[Records from a dataset]

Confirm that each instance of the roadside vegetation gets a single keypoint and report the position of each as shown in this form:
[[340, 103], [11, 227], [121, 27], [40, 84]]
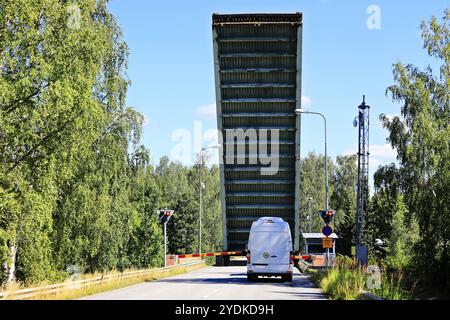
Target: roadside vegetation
[[70, 293], [347, 281]]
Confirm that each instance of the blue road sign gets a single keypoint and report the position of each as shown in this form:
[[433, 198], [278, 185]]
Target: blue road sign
[[327, 231]]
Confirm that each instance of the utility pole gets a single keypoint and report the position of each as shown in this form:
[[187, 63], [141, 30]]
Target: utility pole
[[363, 168], [201, 186], [164, 217]]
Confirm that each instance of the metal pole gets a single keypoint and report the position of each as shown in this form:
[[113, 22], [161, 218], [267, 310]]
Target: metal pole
[[165, 246], [200, 214]]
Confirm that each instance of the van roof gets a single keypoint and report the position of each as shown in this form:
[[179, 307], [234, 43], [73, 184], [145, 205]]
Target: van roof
[[264, 220]]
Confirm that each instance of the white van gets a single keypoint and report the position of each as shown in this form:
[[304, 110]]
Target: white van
[[269, 249]]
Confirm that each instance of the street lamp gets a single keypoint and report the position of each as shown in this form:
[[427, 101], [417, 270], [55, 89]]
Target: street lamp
[[301, 111], [201, 186]]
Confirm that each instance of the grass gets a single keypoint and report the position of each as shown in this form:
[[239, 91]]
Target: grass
[[347, 282], [75, 293]]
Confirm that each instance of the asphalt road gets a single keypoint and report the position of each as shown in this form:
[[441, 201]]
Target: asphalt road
[[221, 283]]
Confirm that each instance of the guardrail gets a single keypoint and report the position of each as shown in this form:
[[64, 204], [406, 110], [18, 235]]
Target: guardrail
[[29, 293], [368, 296]]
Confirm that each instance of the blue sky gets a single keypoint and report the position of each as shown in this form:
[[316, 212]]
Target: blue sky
[[171, 65]]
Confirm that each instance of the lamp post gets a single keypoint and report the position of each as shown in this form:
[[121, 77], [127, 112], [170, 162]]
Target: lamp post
[[299, 112], [201, 186]]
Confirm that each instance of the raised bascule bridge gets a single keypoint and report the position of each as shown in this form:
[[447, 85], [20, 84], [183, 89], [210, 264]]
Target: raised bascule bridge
[[257, 60]]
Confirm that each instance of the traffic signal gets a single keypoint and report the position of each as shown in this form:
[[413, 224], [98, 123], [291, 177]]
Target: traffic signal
[[165, 215], [327, 215]]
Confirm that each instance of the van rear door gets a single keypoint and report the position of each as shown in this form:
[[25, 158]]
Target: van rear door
[[260, 247], [280, 247]]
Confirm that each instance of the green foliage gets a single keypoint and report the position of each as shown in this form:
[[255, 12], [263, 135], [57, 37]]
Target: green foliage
[[421, 137], [343, 200], [76, 186], [312, 191]]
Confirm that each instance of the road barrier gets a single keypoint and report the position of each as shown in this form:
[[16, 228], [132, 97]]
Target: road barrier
[[30, 293], [210, 254], [228, 253]]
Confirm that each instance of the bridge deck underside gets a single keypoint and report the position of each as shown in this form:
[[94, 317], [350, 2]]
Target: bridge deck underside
[[258, 90]]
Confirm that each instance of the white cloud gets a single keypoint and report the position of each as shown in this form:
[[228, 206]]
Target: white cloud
[[146, 121], [384, 151], [207, 112], [306, 101]]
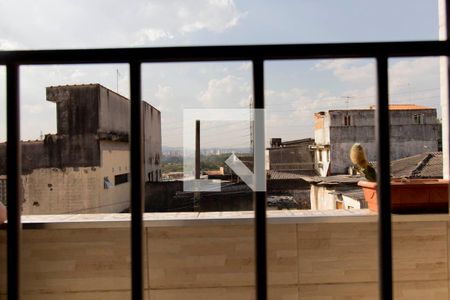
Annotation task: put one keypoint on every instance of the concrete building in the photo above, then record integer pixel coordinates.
(414, 129)
(84, 168)
(291, 156)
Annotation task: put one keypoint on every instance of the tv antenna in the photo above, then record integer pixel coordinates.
(117, 80)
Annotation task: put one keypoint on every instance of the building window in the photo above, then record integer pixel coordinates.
(347, 120)
(106, 183)
(120, 179)
(418, 118)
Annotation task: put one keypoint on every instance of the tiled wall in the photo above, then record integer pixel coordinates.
(306, 261)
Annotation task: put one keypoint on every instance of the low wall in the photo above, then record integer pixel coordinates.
(311, 255)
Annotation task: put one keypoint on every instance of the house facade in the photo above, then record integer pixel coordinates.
(414, 129)
(84, 167)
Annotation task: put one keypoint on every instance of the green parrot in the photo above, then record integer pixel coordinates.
(358, 157)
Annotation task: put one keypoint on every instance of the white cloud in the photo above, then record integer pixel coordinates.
(8, 44)
(349, 70)
(230, 91)
(151, 35)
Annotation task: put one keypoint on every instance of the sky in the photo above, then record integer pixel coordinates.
(294, 90)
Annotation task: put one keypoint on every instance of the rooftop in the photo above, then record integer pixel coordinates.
(424, 165)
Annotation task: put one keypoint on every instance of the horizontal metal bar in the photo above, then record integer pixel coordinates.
(226, 53)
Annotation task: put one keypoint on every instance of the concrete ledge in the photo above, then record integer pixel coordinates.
(213, 218)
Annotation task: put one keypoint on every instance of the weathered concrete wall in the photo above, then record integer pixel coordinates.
(322, 128)
(115, 161)
(153, 142)
(59, 191)
(292, 158)
(77, 108)
(306, 260)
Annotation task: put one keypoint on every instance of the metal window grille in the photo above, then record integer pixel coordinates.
(257, 54)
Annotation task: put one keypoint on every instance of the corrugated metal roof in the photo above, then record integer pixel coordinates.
(424, 165)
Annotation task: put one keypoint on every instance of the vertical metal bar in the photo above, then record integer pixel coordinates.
(383, 180)
(14, 190)
(259, 197)
(137, 188)
(197, 149)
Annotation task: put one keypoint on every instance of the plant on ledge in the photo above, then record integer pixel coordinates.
(408, 195)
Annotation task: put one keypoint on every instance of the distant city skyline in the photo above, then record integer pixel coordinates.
(295, 90)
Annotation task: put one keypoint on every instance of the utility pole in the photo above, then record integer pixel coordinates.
(197, 149)
(252, 125)
(117, 80)
(197, 163)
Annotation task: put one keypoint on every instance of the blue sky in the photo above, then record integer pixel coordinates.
(294, 89)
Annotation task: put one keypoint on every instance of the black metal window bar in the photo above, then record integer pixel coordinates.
(257, 54)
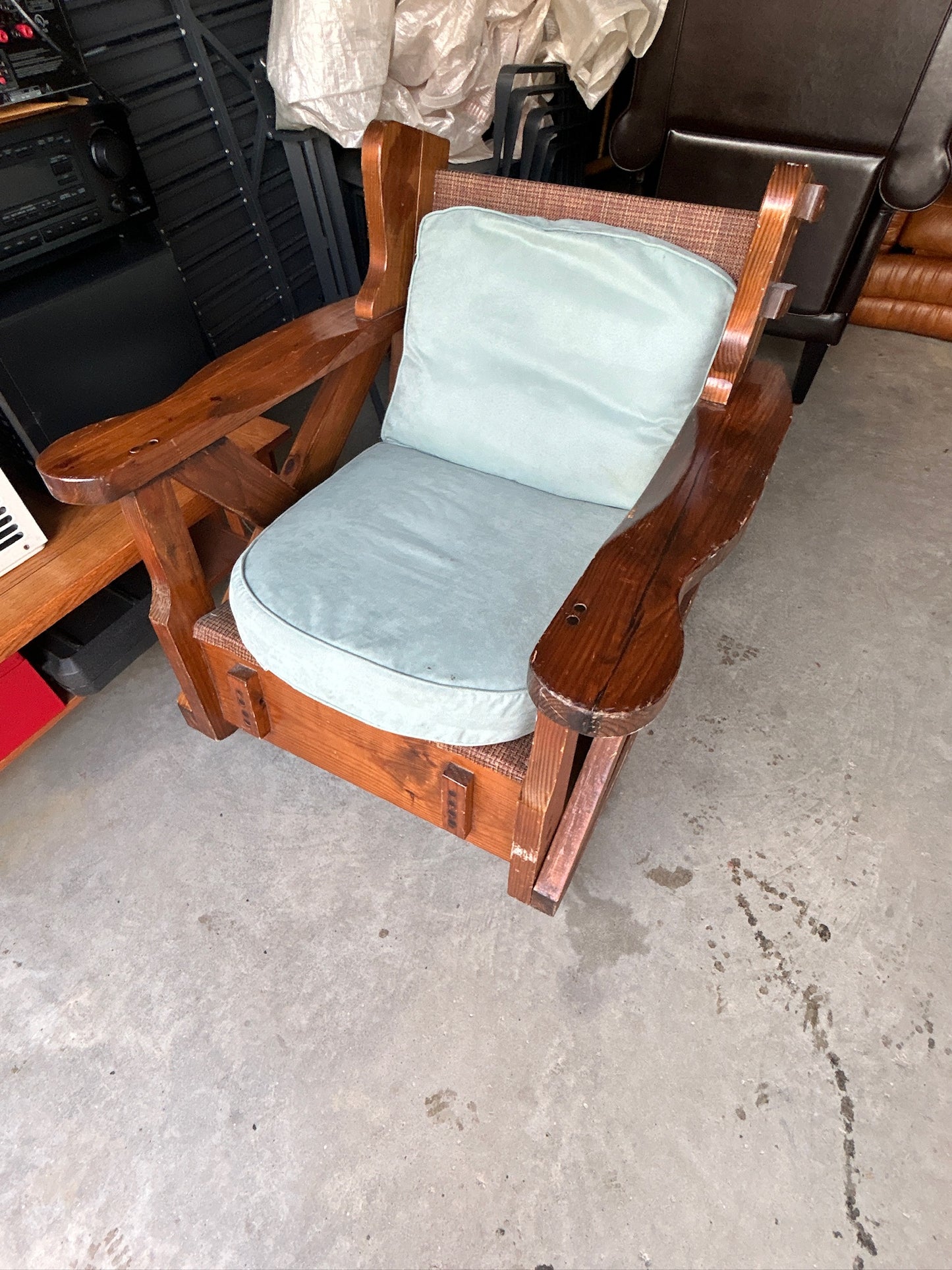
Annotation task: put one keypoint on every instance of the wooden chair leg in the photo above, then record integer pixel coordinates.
(602, 765)
(541, 803)
(181, 596)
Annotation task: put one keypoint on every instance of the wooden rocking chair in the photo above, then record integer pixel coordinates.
(605, 663)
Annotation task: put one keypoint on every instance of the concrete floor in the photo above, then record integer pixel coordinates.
(254, 1018)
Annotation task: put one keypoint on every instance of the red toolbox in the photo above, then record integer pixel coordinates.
(27, 704)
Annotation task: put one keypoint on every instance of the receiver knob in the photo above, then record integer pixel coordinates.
(111, 153)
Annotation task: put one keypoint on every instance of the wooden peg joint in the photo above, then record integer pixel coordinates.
(249, 696)
(457, 799)
(812, 202)
(777, 300)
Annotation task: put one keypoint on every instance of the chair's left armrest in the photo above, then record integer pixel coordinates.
(611, 654)
(109, 460)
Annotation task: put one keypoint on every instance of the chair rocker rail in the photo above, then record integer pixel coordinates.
(107, 461)
(608, 660)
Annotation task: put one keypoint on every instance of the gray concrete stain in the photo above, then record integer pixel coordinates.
(671, 878)
(601, 931)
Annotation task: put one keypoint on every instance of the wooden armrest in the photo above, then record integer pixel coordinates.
(609, 657)
(108, 460)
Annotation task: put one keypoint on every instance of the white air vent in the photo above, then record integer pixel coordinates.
(20, 538)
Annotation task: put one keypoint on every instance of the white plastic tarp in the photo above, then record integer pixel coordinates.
(339, 64)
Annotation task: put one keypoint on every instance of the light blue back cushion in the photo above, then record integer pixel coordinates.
(561, 355)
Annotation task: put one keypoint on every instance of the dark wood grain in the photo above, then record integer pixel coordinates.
(607, 662)
(329, 420)
(541, 804)
(602, 765)
(787, 201)
(88, 549)
(249, 697)
(108, 460)
(399, 165)
(237, 482)
(181, 596)
(403, 770)
(457, 799)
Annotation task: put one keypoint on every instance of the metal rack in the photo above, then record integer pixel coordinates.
(190, 75)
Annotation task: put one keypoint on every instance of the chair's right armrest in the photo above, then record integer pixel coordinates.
(109, 460)
(609, 657)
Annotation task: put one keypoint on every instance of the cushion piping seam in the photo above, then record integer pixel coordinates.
(360, 657)
(653, 242)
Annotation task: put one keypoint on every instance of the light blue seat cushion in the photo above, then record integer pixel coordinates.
(409, 592)
(563, 355)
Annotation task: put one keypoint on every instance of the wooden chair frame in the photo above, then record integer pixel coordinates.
(605, 666)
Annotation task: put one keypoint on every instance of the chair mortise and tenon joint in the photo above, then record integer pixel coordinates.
(812, 202)
(544, 794)
(181, 596)
(249, 696)
(457, 786)
(777, 300)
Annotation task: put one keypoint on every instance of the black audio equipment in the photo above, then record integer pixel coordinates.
(67, 175)
(38, 53)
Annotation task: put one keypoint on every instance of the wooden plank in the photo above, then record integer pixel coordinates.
(399, 167)
(541, 803)
(329, 420)
(608, 660)
(787, 201)
(602, 765)
(235, 480)
(108, 460)
(181, 596)
(88, 549)
(403, 770)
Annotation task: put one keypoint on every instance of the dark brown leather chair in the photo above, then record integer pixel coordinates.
(860, 89)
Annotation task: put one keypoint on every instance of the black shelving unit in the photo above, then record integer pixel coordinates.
(190, 72)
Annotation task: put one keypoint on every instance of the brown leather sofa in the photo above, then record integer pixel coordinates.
(909, 286)
(860, 89)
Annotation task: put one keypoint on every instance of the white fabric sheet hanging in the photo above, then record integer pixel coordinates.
(339, 64)
(596, 37)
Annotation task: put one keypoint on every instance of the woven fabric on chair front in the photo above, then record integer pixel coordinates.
(720, 234)
(509, 757)
(219, 630)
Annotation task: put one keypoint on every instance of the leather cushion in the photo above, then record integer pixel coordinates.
(409, 592)
(733, 173)
(563, 355)
(931, 230)
(910, 315)
(912, 277)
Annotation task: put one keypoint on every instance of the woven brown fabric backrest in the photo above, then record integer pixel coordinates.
(721, 234)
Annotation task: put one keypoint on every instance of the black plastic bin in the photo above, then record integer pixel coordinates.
(96, 642)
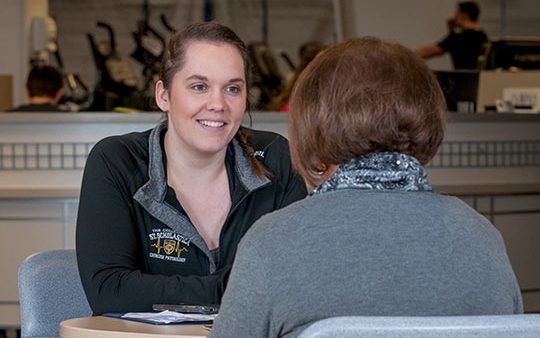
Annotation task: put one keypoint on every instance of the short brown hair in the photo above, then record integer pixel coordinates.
(362, 96)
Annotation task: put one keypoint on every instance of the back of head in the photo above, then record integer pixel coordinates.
(44, 81)
(362, 96)
(470, 8)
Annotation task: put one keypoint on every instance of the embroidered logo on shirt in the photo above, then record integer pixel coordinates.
(168, 245)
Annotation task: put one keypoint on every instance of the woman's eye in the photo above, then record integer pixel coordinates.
(198, 87)
(233, 89)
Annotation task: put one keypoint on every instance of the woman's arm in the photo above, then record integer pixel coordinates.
(109, 251)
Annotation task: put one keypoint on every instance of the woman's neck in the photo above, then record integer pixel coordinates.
(187, 167)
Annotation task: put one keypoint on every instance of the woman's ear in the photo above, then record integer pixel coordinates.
(162, 96)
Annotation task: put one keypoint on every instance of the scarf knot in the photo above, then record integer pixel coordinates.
(386, 171)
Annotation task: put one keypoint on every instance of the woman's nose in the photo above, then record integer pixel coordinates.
(216, 101)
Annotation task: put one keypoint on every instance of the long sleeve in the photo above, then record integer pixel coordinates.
(246, 310)
(109, 248)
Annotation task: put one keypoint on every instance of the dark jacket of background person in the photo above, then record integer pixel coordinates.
(465, 47)
(373, 238)
(135, 244)
(465, 40)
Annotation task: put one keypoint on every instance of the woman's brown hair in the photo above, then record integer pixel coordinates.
(362, 96)
(174, 59)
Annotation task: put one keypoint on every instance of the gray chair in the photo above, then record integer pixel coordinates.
(523, 326)
(50, 291)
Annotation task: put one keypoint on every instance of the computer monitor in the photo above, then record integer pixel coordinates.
(460, 89)
(513, 53)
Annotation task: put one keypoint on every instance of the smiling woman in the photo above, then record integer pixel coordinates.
(162, 212)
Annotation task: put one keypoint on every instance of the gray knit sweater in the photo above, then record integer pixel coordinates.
(365, 252)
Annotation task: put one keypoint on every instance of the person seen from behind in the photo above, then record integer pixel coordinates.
(373, 238)
(465, 40)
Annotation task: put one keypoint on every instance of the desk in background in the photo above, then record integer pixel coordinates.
(93, 327)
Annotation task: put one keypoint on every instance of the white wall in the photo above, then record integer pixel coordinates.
(414, 23)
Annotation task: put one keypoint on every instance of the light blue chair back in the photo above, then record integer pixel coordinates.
(50, 291)
(503, 326)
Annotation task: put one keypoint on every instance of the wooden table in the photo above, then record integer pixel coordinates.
(101, 327)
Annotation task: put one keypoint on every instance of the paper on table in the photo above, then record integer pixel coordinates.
(167, 317)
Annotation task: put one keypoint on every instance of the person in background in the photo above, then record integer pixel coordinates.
(161, 212)
(44, 88)
(373, 237)
(465, 40)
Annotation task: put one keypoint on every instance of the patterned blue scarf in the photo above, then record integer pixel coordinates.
(388, 171)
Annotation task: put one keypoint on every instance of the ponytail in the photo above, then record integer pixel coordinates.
(243, 137)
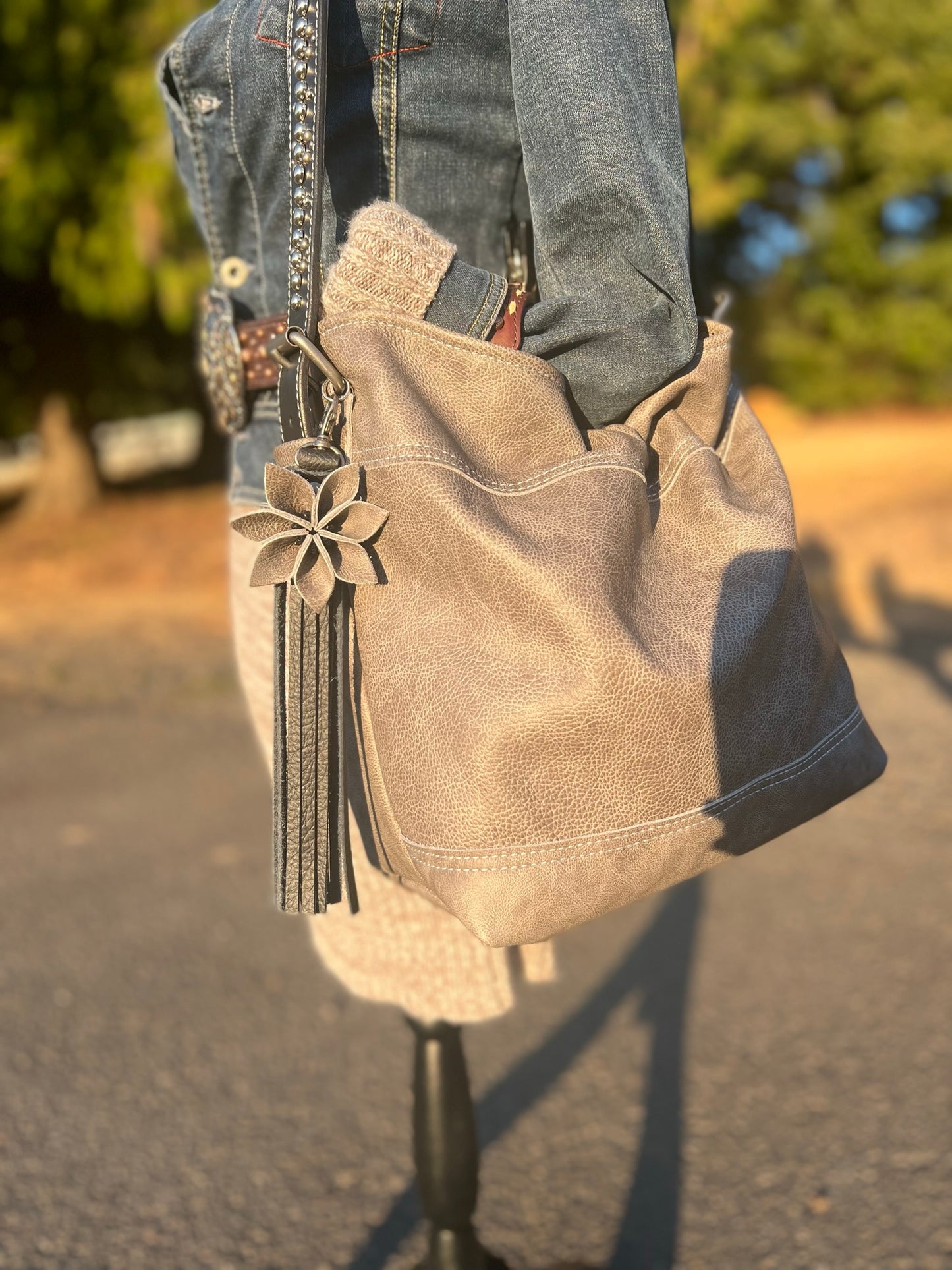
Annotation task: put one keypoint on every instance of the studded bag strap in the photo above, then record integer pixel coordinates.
(302, 362)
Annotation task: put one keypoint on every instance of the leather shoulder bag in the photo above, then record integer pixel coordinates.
(586, 663)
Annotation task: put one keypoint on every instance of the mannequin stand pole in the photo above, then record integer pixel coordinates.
(446, 1149)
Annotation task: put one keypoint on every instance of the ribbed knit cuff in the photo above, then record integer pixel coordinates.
(391, 260)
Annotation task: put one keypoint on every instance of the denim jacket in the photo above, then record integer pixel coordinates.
(468, 113)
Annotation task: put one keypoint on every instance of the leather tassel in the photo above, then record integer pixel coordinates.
(309, 517)
(312, 861)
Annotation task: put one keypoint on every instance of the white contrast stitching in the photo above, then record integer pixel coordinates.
(690, 819)
(441, 459)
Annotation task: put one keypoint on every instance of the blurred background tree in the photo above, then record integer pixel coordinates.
(98, 260)
(819, 138)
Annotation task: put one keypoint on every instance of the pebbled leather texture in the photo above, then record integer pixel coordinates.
(593, 668)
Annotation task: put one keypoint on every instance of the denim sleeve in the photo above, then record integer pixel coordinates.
(597, 107)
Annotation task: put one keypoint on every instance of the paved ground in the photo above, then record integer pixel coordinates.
(749, 1072)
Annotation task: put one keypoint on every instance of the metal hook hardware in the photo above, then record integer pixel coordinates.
(294, 337)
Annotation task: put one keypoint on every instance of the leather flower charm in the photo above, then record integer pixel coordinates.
(312, 538)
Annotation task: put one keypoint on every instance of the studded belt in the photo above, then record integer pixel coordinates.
(235, 361)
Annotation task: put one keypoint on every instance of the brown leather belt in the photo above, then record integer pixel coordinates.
(260, 370)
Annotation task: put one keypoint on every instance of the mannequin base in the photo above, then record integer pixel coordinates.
(459, 1250)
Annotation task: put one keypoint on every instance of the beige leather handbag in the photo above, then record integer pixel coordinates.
(589, 666)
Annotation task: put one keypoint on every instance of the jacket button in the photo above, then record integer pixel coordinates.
(234, 271)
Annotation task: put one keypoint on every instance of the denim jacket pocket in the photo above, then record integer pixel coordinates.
(363, 31)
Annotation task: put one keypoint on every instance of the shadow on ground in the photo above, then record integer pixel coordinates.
(656, 971)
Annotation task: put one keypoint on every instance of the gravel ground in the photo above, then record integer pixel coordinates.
(748, 1074)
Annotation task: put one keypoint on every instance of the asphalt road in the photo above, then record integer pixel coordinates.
(753, 1072)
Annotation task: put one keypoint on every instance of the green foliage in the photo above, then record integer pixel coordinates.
(806, 121)
(96, 239)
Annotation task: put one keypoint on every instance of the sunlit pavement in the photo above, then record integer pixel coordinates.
(752, 1071)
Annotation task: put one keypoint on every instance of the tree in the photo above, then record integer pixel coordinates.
(819, 141)
(98, 260)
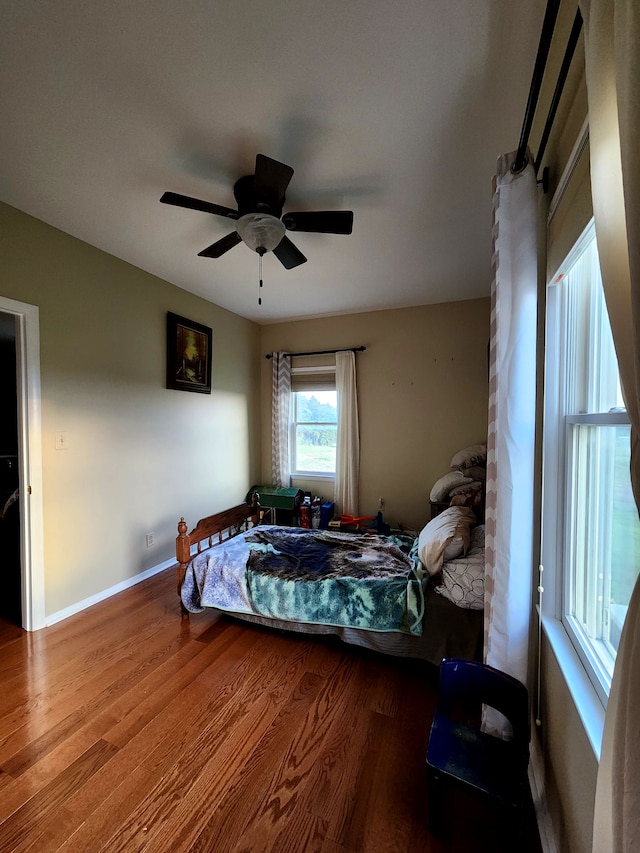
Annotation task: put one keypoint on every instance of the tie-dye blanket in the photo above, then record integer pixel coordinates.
(333, 578)
(313, 576)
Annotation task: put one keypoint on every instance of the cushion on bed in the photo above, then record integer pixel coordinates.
(476, 472)
(445, 537)
(467, 488)
(475, 454)
(463, 578)
(441, 488)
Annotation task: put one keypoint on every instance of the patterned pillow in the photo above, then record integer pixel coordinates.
(441, 488)
(475, 454)
(463, 578)
(445, 536)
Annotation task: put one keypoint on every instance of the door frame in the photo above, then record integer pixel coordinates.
(27, 319)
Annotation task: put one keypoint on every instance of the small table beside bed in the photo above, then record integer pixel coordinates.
(418, 597)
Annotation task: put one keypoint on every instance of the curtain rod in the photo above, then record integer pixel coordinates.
(320, 352)
(562, 78)
(546, 35)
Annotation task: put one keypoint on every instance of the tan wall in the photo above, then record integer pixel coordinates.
(571, 768)
(422, 395)
(139, 456)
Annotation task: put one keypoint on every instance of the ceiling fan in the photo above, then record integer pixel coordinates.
(261, 224)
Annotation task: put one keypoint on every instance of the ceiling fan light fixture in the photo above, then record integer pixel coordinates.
(260, 231)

**Required action:** Write out nothing but the lines from the start of the data through the line with "[[441, 201]]". Leave out the pictures.

**Completed task:**
Confirm that each instance of the roadside vegetation gets a single keypoint and report the position of each as shown in this form:
[[340, 103], [11, 227], [121, 27], [40, 84]]
Target: roadside vegetation
[[70, 293], [347, 281]]
Confirm that each instance of the blue road sign gets a single keypoint and report the position of each as shown in this form:
[[433, 198], [278, 185]]
Target: blue road sign
[[327, 231]]
Confirm that each instance of the utility pole gets a single keypoint and report the position of each as shown in this form:
[[187, 63], [141, 30]]
Target: utility pole
[[363, 168], [201, 186], [164, 217]]
Confirm that each instance of the metal pole gets a single keypoint and report the position of each as shown in this form:
[[113, 22], [161, 218], [267, 310]]
Target: metal pole
[[165, 246], [200, 214]]
Confirm that each instance of the van roof gets a single keypoint and report the position of each as shown in this form:
[[179, 307], [234, 43], [73, 184], [145, 205]]
Target: van roof
[[264, 220]]
Confirm that each instance of the white van gets a single keypoint and report the position of each as shown in this form:
[[304, 110]]
Target: white van
[[269, 249]]
Confirm that each instance of the street lamp gets a single keypoint and report the position of each as shown in this form:
[[427, 101], [417, 270], [55, 89]]
Target: street lamp
[[301, 111], [201, 186]]
Confirm that each instance of the grass gets a single keypoint and report the position of each as shown in this form:
[[239, 91]]
Target: grass
[[347, 282], [75, 293]]
Confirm that each instance of the asphalt road gets a single keypoint and report the position of each as shown in this form:
[[441, 201]]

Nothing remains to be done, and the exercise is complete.